# GIVEN PASSAGE
"""

Coronavirus: Shanghai declares 7,565 areas ‘low-risk,’ easing lockdowns in selected zones as symptomatic cases dip after six rounds of tests
- Residents in ‘low-risk’ areas, with zero cases for 14 days, are allowed to move about and shop
- Chinese economist Lang Hsien-ping said his elderly mother died after waiting in vain at a hospital for her Covid-19 test result before she could receive treatment

Shanghai’s authorities have relaxed the citywide lockdowns in China’s financial and commercial centre, as they reclassified the city’s 16 districts according to the severity of the Covid-19 outbreak after six rounds of mass testing.
A total of 7,565 areas have been declared “precautionary zones”, the lowest-risk category, because they recorded zero cases of the Omicron variant over the past 14 days, the Shanghai government’s Deputy Secretary-General Gu Honghui said during a Monday press briefing, without revealing the number of residents living in those areas.
Jing’an district in Puxi, west of the Huangpu River that cuts through Shanghai, has been declared low risk, as was Jingshan, according to pamphlets distributed to residents notifying them of their freedom to move about. Pudong, on the river’s eastern bank, remains under lockdown.

"""

# REQUIRED ACTION 1
Please rewrite the Shanghai lockdown article from "Coronavirus: Shanghai declares" up to and including "of mass testing.", substituting "restrictions" for "lockdowns".
# REQUIRED ACTION 2
According to the Shanghai lockdown article, who announced the 7,565 precautionary zones at the Monday press briefing?
# REQUIRED ACTION 3
Explain why, according to the Shanghai lockdown article, 7,565 areas were declared precautionary zones.

# RAW DATA
"""

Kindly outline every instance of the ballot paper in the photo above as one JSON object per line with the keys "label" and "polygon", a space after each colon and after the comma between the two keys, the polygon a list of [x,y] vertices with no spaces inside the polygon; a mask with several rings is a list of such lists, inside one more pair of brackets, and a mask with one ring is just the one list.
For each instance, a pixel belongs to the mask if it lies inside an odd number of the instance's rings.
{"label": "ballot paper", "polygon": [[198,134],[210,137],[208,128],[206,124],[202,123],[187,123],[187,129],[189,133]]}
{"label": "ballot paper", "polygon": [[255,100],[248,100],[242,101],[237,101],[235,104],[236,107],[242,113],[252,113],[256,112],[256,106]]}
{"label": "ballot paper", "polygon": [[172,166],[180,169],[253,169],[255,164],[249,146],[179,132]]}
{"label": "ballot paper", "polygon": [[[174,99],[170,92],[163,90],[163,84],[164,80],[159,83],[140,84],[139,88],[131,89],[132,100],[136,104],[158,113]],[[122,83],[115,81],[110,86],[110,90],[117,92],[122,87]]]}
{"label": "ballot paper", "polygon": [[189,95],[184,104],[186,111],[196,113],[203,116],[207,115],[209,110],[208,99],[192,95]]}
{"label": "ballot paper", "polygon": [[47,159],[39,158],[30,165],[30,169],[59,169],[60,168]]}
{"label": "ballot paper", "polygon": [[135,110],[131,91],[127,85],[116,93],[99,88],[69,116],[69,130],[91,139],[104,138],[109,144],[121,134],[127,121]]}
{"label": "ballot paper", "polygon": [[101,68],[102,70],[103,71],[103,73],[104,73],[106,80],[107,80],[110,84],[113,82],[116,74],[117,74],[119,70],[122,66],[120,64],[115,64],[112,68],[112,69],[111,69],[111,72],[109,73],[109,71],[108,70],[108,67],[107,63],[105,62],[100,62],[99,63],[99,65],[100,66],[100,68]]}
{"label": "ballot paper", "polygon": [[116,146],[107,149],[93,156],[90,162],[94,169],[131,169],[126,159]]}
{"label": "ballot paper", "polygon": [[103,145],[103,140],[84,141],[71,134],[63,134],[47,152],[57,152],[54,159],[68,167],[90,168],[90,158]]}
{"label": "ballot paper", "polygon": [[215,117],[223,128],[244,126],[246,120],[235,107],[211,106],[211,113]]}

"""
"""

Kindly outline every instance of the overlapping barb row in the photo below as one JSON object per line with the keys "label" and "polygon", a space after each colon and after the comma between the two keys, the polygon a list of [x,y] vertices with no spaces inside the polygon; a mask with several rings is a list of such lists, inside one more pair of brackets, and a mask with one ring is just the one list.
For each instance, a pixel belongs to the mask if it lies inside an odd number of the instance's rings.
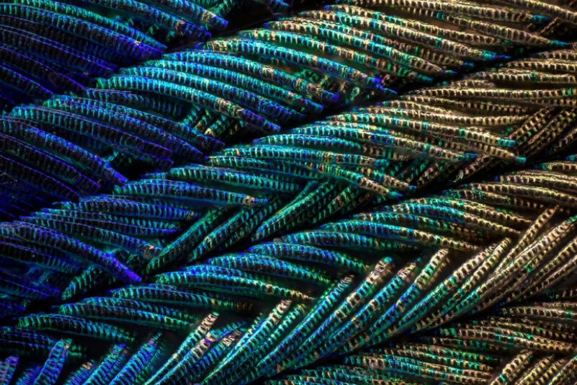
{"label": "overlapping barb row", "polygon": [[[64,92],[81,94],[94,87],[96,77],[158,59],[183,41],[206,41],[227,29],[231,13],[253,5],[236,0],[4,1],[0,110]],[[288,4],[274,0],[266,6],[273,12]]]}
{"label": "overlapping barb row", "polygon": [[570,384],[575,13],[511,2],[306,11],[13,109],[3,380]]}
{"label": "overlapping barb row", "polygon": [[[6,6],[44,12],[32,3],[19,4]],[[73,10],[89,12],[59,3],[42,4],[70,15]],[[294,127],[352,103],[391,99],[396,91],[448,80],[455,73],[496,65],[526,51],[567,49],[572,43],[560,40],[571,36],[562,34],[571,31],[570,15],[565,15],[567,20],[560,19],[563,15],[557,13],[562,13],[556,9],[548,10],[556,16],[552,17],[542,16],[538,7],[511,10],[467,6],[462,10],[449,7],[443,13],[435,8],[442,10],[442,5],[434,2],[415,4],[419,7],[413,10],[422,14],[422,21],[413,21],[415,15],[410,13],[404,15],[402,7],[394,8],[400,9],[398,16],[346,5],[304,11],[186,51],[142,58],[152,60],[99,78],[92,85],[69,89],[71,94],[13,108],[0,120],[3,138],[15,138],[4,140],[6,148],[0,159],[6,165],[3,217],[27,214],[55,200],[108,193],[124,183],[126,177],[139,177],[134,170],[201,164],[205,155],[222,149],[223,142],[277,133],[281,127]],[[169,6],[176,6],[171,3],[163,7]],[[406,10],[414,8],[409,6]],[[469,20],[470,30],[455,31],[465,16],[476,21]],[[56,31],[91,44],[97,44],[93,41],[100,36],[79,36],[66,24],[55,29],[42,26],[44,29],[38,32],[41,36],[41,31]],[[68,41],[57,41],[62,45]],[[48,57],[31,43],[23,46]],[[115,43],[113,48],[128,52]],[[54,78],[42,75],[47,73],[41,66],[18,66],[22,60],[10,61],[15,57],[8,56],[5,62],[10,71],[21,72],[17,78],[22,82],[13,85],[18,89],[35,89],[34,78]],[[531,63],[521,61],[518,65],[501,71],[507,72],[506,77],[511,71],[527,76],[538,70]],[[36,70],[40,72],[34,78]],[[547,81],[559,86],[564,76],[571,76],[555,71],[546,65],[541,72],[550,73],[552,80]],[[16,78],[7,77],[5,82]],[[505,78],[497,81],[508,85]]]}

"""
"""

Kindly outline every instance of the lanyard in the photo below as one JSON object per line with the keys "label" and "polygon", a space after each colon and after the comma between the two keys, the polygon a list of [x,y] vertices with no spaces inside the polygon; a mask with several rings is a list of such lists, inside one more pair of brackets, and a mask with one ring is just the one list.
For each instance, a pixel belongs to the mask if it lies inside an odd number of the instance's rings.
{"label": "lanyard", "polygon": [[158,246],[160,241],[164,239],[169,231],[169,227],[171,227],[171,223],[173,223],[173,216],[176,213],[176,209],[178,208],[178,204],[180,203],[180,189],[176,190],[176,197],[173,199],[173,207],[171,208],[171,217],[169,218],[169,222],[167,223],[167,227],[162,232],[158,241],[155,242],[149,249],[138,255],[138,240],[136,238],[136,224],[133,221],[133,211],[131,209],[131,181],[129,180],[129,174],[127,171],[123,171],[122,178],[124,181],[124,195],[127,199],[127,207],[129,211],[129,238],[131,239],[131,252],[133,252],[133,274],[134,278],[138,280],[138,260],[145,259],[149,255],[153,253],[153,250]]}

"""

# RESULT 1
Coronavirus: Shanghai declares 7,565 areas ‘low-risk,’ easing restrictions in selected zones as symptomatic cases dip after six rounds of tests
- Residents in ‘low-risk’ areas, with zero cases for 14 days, are allowed to move about and shop
- Chinese economist Lang Hsien-ping said his elderly mother died after waiting in vain at a hospital for her Covid-19 test result before she could receive treatment

Shanghai’s authorities have relaxed the citywide restrictions in China’s financial and commercial centre, as they reclassified the city’s 16 districts according to the severity of the Covid-19 outbreak after six rounds of mass testing.

# RESULT 2
Gu Honghui, the Shanghai government's Deputy Secretary-General.

# RESULT 3
They were placed in this lowest-risk category because they had recorded zero cases of the Omicron variant over the past 14 days.